> _Short exercise_
Report only how many lines in the entries contain the word "tree".

> _Exercise data_
* * * * * * *

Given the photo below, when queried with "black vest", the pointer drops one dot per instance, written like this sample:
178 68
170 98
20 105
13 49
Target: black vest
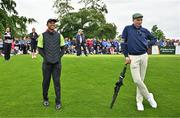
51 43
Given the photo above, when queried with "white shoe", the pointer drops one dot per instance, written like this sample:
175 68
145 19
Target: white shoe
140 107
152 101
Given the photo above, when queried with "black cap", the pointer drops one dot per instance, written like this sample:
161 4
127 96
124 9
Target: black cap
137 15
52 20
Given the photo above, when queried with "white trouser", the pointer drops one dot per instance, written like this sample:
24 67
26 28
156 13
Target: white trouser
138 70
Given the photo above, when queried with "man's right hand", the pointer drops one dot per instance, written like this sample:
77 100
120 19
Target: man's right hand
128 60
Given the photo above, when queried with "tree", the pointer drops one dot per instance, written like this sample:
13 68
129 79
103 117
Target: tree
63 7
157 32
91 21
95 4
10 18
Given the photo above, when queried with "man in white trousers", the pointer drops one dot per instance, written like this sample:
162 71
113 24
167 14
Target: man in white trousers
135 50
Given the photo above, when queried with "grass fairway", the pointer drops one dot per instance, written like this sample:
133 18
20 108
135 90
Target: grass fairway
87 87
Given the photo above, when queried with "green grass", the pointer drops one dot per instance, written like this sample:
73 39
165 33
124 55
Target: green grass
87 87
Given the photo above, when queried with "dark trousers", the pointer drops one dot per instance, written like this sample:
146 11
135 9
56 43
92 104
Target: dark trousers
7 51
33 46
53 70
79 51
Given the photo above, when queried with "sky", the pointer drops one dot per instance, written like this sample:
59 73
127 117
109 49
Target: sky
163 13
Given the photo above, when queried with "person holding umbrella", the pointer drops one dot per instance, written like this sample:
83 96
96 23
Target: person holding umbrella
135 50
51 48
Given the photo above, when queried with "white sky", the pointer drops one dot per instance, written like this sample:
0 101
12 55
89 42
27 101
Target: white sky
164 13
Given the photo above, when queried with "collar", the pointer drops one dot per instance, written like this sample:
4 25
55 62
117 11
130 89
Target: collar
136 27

* * * * * * *

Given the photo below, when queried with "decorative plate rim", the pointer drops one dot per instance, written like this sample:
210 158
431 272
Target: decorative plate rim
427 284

* * * * * * *

> _Answer_
2